[Contour labeling items]
## Start

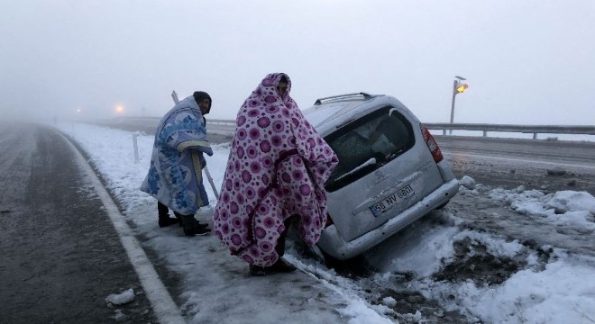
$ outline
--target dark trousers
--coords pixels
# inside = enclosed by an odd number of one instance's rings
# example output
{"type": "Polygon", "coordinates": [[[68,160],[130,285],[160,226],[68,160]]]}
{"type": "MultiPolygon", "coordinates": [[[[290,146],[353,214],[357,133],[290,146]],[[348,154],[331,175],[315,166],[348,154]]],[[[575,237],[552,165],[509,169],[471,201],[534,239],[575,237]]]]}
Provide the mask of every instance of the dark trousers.
{"type": "Polygon", "coordinates": [[[279,235],[279,240],[277,241],[277,246],[275,247],[275,252],[279,255],[280,258],[285,254],[285,239],[288,237],[288,230],[289,230],[289,226],[293,220],[297,219],[298,215],[289,216],[287,220],[283,221],[283,226],[285,226],[285,230],[279,235]]]}
{"type": "MultiPolygon", "coordinates": [[[[159,217],[163,217],[163,218],[169,217],[169,208],[168,208],[168,206],[164,205],[160,202],[157,202],[157,212],[159,212],[159,217]]],[[[182,215],[181,213],[177,212],[174,212],[174,215],[178,218],[180,218],[182,216],[188,216],[188,215],[182,215]]]]}

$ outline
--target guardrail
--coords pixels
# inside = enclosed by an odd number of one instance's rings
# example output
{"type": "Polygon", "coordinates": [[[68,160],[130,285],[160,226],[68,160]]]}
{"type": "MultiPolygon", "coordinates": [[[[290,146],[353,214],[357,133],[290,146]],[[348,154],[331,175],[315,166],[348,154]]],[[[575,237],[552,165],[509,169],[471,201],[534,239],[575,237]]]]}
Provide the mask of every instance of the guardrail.
{"type": "MultiPolygon", "coordinates": [[[[207,120],[208,123],[235,127],[235,121],[232,120],[207,120]]],[[[574,135],[595,135],[595,125],[508,125],[508,124],[487,124],[487,123],[450,123],[450,122],[424,122],[428,130],[443,130],[443,135],[446,130],[481,130],[483,137],[488,136],[488,131],[499,132],[519,132],[532,133],[533,139],[537,139],[537,134],[574,134],[574,135]]]]}
{"type": "Polygon", "coordinates": [[[443,135],[446,135],[446,130],[481,130],[483,137],[488,136],[488,131],[533,133],[533,140],[537,139],[537,134],[595,135],[595,126],[592,125],[507,125],[449,122],[424,123],[424,125],[428,130],[443,130],[443,135]]]}

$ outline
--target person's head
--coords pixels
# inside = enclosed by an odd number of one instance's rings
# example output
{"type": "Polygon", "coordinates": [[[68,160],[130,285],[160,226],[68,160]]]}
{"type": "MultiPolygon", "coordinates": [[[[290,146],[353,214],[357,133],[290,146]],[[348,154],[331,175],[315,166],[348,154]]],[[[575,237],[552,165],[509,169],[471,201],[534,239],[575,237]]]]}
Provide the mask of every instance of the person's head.
{"type": "Polygon", "coordinates": [[[211,104],[213,104],[213,101],[211,100],[211,96],[208,95],[207,93],[204,91],[196,91],[192,94],[192,96],[198,104],[198,108],[200,108],[200,112],[202,112],[203,115],[207,114],[211,111],[211,104]]]}
{"type": "Polygon", "coordinates": [[[281,75],[281,79],[279,81],[279,84],[277,85],[277,94],[279,94],[280,97],[283,97],[287,92],[288,92],[288,76],[286,75],[281,75]]]}

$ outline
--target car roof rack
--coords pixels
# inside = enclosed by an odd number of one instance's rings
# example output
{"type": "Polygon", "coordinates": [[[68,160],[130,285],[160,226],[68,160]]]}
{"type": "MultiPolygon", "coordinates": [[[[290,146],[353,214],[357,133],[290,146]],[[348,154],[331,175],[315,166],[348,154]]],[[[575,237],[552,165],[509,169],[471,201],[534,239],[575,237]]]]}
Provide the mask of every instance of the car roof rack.
{"type": "Polygon", "coordinates": [[[316,99],[316,102],[314,103],[314,104],[315,105],[322,104],[323,102],[349,100],[349,99],[353,99],[355,97],[362,97],[363,100],[368,100],[368,99],[372,98],[373,95],[366,94],[366,93],[353,93],[353,94],[347,94],[332,95],[330,97],[316,99]]]}

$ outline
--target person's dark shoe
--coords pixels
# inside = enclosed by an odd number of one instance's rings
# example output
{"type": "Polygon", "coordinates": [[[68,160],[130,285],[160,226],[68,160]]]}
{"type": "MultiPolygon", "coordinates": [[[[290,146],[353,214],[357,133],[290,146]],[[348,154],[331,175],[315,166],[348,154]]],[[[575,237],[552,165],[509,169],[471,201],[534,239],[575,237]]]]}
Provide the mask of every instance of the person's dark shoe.
{"type": "Polygon", "coordinates": [[[279,258],[270,266],[259,266],[254,265],[248,266],[250,274],[253,276],[261,276],[272,274],[290,273],[296,271],[297,267],[288,264],[279,258]]]}
{"type": "Polygon", "coordinates": [[[250,269],[250,275],[253,276],[262,276],[270,274],[268,268],[264,266],[258,266],[254,265],[249,265],[248,268],[250,269]]]}
{"type": "Polygon", "coordinates": [[[166,227],[173,224],[178,224],[179,220],[177,218],[168,217],[160,217],[159,218],[159,227],[166,227]]]}
{"type": "Polygon", "coordinates": [[[206,226],[202,225],[203,224],[198,224],[190,229],[184,229],[184,235],[192,237],[195,235],[206,235],[211,232],[211,229],[207,229],[206,226]]]}
{"type": "Polygon", "coordinates": [[[279,258],[279,260],[277,260],[277,262],[275,262],[272,266],[270,266],[270,268],[275,272],[279,272],[279,273],[288,273],[288,272],[296,271],[298,269],[292,265],[289,265],[288,263],[285,262],[280,257],[279,258]]]}

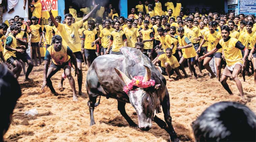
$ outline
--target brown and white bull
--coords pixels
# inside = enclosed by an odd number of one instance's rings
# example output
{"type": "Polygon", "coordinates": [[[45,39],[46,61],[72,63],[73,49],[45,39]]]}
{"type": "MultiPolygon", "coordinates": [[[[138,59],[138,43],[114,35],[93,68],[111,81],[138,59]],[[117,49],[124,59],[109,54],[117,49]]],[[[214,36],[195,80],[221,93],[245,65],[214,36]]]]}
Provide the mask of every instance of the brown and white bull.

## End

## DO THIS
The records above must be transcribed exactly. Pictures are left out of the copy.

## WRITTEN ANSWER
$ outline
--target dark trousers
--coords pixels
# inside = enclosed by an odd number of one instance's rings
# example output
{"type": "Polygon", "coordinates": [[[68,160],[130,285],[160,226],[68,160]]]}
{"type": "MultiPolygon", "coordinates": [[[[290,146],[353,214],[357,133],[290,146]],[[348,154],[331,175],[315,166],[348,154]]],[[[575,237],[552,165],[509,169],[471,201],[534,239],[575,237]]]]}
Provide the mask of every instance of the dark trousers.
{"type": "Polygon", "coordinates": [[[279,235],[279,240],[277,241],[277,246],[275,247],[275,252],[279,255],[280,258],[285,254],[285,239],[288,237],[288,230],[289,230],[289,226],[293,220],[297,219],[298,215],[289,216],[287,220],[283,221],[283,226],[285,226],[285,230],[279,235]]]}
{"type": "MultiPolygon", "coordinates": [[[[159,217],[163,217],[163,218],[169,217],[169,208],[168,208],[168,206],[164,205],[160,202],[157,202],[157,212],[159,212],[159,217]]],[[[182,215],[181,213],[177,212],[174,212],[174,215],[178,218],[180,218],[182,216],[188,216],[188,215],[182,215]]]]}

$ outline
--target guardrail
--coords pixels
# inside = enclosed by an odd number of one instance's rings
# example output
{"type": "Polygon", "coordinates": [[[68,160],[130,285],[160,226],[68,160]]]}
{"type": "MultiPolygon", "coordinates": [[[[290,146],[353,214],[357,133],[290,146]],[[348,154],[331,175],[315,166],[348,154]]],[[[575,237],[552,165],[509,169],[471,201],[534,239],[575,237]]]]}
Provide the mask of every instance of the guardrail.
{"type": "MultiPolygon", "coordinates": [[[[207,120],[208,123],[235,127],[235,121],[232,120],[207,120]]],[[[574,135],[595,135],[595,125],[508,125],[508,124],[487,124],[487,123],[450,123],[450,122],[424,122],[428,130],[443,130],[443,135],[446,130],[481,130],[483,137],[488,136],[488,131],[499,132],[519,132],[532,133],[533,139],[537,139],[537,134],[574,134],[574,135]]]]}
{"type": "Polygon", "coordinates": [[[443,135],[446,135],[446,130],[481,130],[483,137],[488,136],[488,131],[533,133],[533,140],[537,139],[537,134],[595,135],[595,126],[592,125],[507,125],[449,122],[424,123],[424,125],[428,130],[443,130],[443,135]]]}

$ outline
--target person's head
--coords pixels
# inside = enclosed by an odd number of one instance's rings
# example output
{"type": "Polygon", "coordinates": [[[68,160],[130,285],[160,226],[68,160]]]}
{"type": "MultiPolygon", "coordinates": [[[[290,146],[353,214],[357,133],[290,146]],[[348,154],[331,175],[315,166],[348,154]]],[[[575,237],[552,165],[509,169],[471,201],[534,239],[575,237]]]]}
Provide the mask of every instance of the person's head.
{"type": "Polygon", "coordinates": [[[211,104],[213,104],[213,101],[211,100],[211,96],[208,95],[207,93],[204,91],[196,91],[192,94],[192,96],[198,104],[198,108],[200,108],[200,112],[202,112],[203,115],[207,114],[211,111],[211,104]]]}
{"type": "Polygon", "coordinates": [[[281,75],[281,79],[279,81],[279,84],[277,85],[277,94],[279,94],[280,97],[283,97],[287,92],[288,92],[288,76],[286,75],[281,75]]]}

$ outline
--target car roof rack
--coords pixels
# inside = enclosed by an odd number of one instance's rings
# example output
{"type": "Polygon", "coordinates": [[[68,160],[130,285],[160,226],[68,160]]]}
{"type": "MultiPolygon", "coordinates": [[[[290,146],[353,214],[357,133],[290,146]],[[348,154],[331,175],[315,166],[348,154]]],[[[575,237],[552,165],[509,169],[471,201],[534,239],[575,237]]]]}
Provide the mask of every instance of the car roof rack.
{"type": "Polygon", "coordinates": [[[316,99],[316,102],[314,103],[314,104],[315,105],[322,104],[323,102],[349,100],[349,99],[353,99],[355,97],[362,97],[363,100],[368,100],[368,99],[372,98],[373,95],[366,94],[366,93],[353,93],[353,94],[347,94],[332,95],[330,97],[316,99]]]}

$ outline
--target person's dark shoe
--coords pixels
# inside = enclosed by an odd number of one instance's rings
# example output
{"type": "Polygon", "coordinates": [[[68,160],[130,285],[160,226],[68,160]]]}
{"type": "MultiPolygon", "coordinates": [[[[290,146],[353,214],[357,133],[290,146]],[[348,154],[331,175],[315,166],[348,154]]],[[[575,237],[552,165],[509,169],[471,201],[534,239],[575,237]]]]}
Provide the mask of every instance of the person's dark shoe.
{"type": "Polygon", "coordinates": [[[279,258],[270,266],[259,266],[254,265],[248,266],[250,274],[253,276],[261,276],[272,274],[290,273],[296,271],[297,267],[288,264],[279,258]]]}
{"type": "Polygon", "coordinates": [[[250,269],[250,275],[253,276],[262,276],[270,274],[268,268],[264,266],[258,266],[254,265],[249,265],[248,268],[250,269]]]}
{"type": "Polygon", "coordinates": [[[166,227],[173,224],[178,224],[179,220],[177,218],[168,217],[160,217],[159,218],[159,227],[166,227]]]}
{"type": "Polygon", "coordinates": [[[206,226],[202,225],[203,224],[198,224],[190,229],[184,229],[184,235],[192,237],[195,235],[206,235],[211,232],[211,229],[207,229],[206,226]]]}
{"type": "Polygon", "coordinates": [[[279,258],[279,260],[277,260],[277,262],[275,262],[272,266],[270,266],[270,268],[275,272],[279,272],[279,273],[288,273],[288,272],[296,271],[298,269],[292,265],[289,265],[288,263],[285,262],[280,257],[279,258]]]}

$ outline
--target brown and white bull
--coords pixels
# inside = enclosed by an odd number of one instance's rings
# example output
{"type": "Polygon", "coordinates": [[[45,39],[46,61],[72,63],[73,49],[45,39]]]}
{"type": "MultiPolygon", "coordinates": [[[[138,59],[138,43],[114,35],[93,68],[111,81],[138,59]],[[117,49],[124,59],[109,54],[117,49]]],[[[214,36],[195,80],[221,93],[245,65],[214,36]]]]}
Provide the mask of every instance of the brown and white bull.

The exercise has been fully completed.